In [ ]:
# fit word2vec on full/test questions
# fit tokenizer on full/test questions

In [2]:
import pandas as pd
import numpy as np
import seaborn as sns
import nltk
import sklearn as sk
from sklearn.feature_extraction.text import TfidfVectorizer
from keras.models import Sequential
from keras.layers import Dense, Input, Flatten
from keras.layers import Conv1D, MaxPooling1D, Embedding
from keras.models import Model
from keras.preprocessing.text import Tokenizer
from keras.preprocessing.sequence import pad_sequences
from keras.models import load_model

from sklearn.model_selection import train_test_split
from sklearn.metrics import log_loss, accuracy_score
from nltk.corpus import stopwords
import gensim, logging
import json

import os.path

MAX_NUM_WORDS = 125


Using Theano backend.

SHORT TASK 1 | According to the notebook code, which backend does Keras report using?
The notebook code above has no connection to the rows that follow.

INFORMATION GIVEN |
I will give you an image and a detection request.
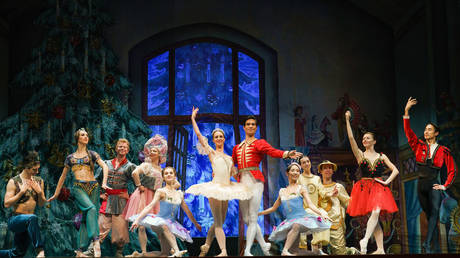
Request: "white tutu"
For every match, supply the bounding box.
[185,181,252,201]
[185,137,252,201]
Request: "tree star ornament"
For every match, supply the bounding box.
[26,111,45,129]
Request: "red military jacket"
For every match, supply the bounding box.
[232,139,284,182]
[404,118,458,188]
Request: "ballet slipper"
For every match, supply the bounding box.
[261,243,272,256]
[372,248,385,254]
[217,249,228,256]
[37,250,45,258]
[198,244,209,257]
[359,238,367,254]
[168,250,187,257]
[75,250,89,257]
[281,249,294,256]
[243,249,254,256]
[93,240,101,257]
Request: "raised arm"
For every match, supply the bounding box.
[96,158,111,189]
[257,196,281,216]
[345,111,363,164]
[403,97,419,152]
[29,179,46,207]
[4,179,29,208]
[256,139,303,159]
[129,191,165,231]
[131,164,145,193]
[375,154,399,185]
[300,188,331,220]
[433,148,458,190]
[191,107,207,147]
[180,200,201,231]
[47,165,69,202]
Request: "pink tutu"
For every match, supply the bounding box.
[123,188,160,220]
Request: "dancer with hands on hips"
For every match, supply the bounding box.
[129,167,201,257]
[345,111,399,254]
[258,162,331,256]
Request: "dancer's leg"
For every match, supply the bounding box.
[359,208,380,254]
[244,179,266,256]
[281,223,300,256]
[372,223,385,254]
[161,225,187,256]
[137,226,147,253]
[424,184,442,251]
[209,198,227,256]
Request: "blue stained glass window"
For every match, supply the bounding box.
[147,51,169,116]
[150,125,169,140]
[240,125,271,235]
[183,123,238,237]
[238,52,260,115]
[175,43,233,115]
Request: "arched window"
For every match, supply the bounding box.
[142,38,265,237]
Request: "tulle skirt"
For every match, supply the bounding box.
[129,213,193,243]
[347,178,398,217]
[123,188,160,220]
[268,214,331,241]
[185,181,252,201]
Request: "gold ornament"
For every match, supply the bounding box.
[26,111,45,129]
[43,74,55,86]
[77,80,91,99]
[46,37,60,54]
[48,144,69,167]
[105,143,117,157]
[90,38,101,49]
[101,98,115,116]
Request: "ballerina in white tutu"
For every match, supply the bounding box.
[259,163,331,256]
[129,167,201,257]
[185,107,252,256]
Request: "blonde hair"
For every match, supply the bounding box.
[115,138,129,148]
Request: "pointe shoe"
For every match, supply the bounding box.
[93,241,101,257]
[198,244,209,257]
[372,249,385,254]
[75,250,90,257]
[168,250,187,257]
[422,242,433,254]
[37,250,45,258]
[359,238,367,254]
[217,249,228,256]
[281,249,294,256]
[243,249,254,256]
[262,243,272,256]
[126,251,143,257]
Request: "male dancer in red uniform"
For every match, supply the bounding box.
[232,116,302,256]
[403,97,458,253]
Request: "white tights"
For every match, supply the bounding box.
[206,198,228,256]
[240,172,267,256]
[359,208,384,254]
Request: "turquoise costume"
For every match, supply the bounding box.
[268,185,331,241]
[64,151,100,250]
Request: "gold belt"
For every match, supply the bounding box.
[238,167,260,172]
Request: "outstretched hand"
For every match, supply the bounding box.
[404,97,417,112]
[345,110,351,121]
[129,220,139,231]
[46,194,59,202]
[288,150,303,159]
[433,184,446,191]
[192,107,200,120]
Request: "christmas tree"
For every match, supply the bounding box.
[0,0,155,256]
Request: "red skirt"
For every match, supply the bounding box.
[347,178,398,217]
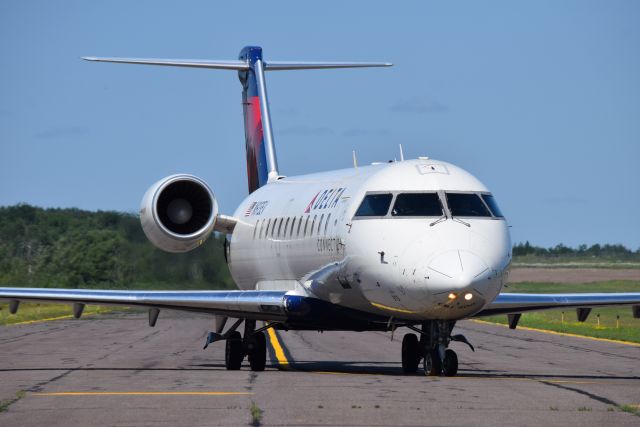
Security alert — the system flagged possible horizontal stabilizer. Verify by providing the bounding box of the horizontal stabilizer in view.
[82,56,393,71]
[264,61,393,71]
[82,56,249,71]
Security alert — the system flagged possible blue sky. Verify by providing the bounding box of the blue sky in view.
[0,0,640,249]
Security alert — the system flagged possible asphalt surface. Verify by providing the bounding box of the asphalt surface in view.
[0,312,640,426]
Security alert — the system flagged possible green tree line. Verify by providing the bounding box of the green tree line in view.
[0,204,235,289]
[513,241,640,261]
[0,204,640,289]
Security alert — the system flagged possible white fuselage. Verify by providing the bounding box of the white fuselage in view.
[228,159,511,319]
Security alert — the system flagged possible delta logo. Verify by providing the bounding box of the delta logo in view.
[304,187,347,213]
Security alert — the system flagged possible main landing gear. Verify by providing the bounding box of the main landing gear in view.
[204,319,267,371]
[402,320,475,377]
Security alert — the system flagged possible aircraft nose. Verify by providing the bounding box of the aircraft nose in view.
[427,250,489,294]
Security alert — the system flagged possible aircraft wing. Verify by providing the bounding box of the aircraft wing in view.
[0,288,290,320]
[474,292,640,317]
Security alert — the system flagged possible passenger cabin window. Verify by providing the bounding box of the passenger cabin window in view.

SHORT TASK 2 | Recast the rows as a Markdown table with columns named Row and Line, starting with the first line of the rows and going on through the line containing "[209,198,227,256]". Skip blank lines and leave out the pictures.

WRITTEN SOLUTION 1 | The Theano backend.

WRITTEN SOLUTION 2 |
| Row | Line |
|---|---|
| 1 | I will give you an image and a detection request. |
| 2 | Request: "white tutu" |
| 3 | For every match, supply the bounding box. |
| 4 | [185,181,252,201] |
| 5 | [185,137,252,201] |
| 6 | Request: "tree star ornament" |
| 7 | For every match, supply the bounding box. |
| 8 | [26,111,45,129] |
| 9 | Request: "red military jacket" |
| 10 | For every match, supply the bounding box. |
| 11 | [232,139,284,182] |
| 12 | [404,118,458,188] |
| 13 | Request: "ballet slipper" |
| 14 | For every match, supply the bounding box. |
| 15 | [261,243,272,256] |
| 16 | [372,248,385,254] |
| 17 | [217,249,228,256] |
| 18 | [37,250,45,258] |
| 19 | [198,244,209,257] |
| 20 | [359,238,367,254] |
| 21 | [168,250,187,257] |
| 22 | [75,250,89,257] |
| 23 | [281,249,294,256] |
| 24 | [243,249,254,256] |
| 25 | [93,240,101,257] |
| 26 | Request: "raised arm" |
| 27 | For every match, supply the bounding box. |
| 28 | [96,158,111,189] |
| 29 | [257,196,281,216] |
| 30 | [345,111,363,164] |
| 31 | [403,97,419,152] |
| 32 | [29,179,46,207] |
| 33 | [4,179,29,208] |
| 34 | [256,139,303,159] |
| 35 | [129,191,165,231] |
| 36 | [131,164,145,193] |
| 37 | [375,154,399,185] |
| 38 | [300,188,331,220] |
| 39 | [433,148,458,190] |
| 40 | [191,107,207,147] |
| 41 | [180,200,201,231] |
| 42 | [47,165,69,202] |
| 43 | Request: "pink tutu" |
| 44 | For every match, supply the bounding box. |
| 45 | [123,188,160,220] |
| 46 | Request: "dancer with hands on hips" |
| 47 | For every match, supply the bounding box. |
| 48 | [129,167,201,257] |
| 49 | [345,111,399,254] |
| 50 | [258,162,331,256] |
| 51 | Request: "dancer's leg" |
| 52 | For every match, supply the bounding box. |
| 53 | [359,208,380,254] |
| 54 | [244,179,266,256] |
| 55 | [281,223,300,256] |
| 56 | [372,223,385,254] |
| 57 | [161,225,187,256] |
| 58 | [137,226,147,253] |
| 59 | [424,184,442,251] |
| 60 | [209,198,227,256] |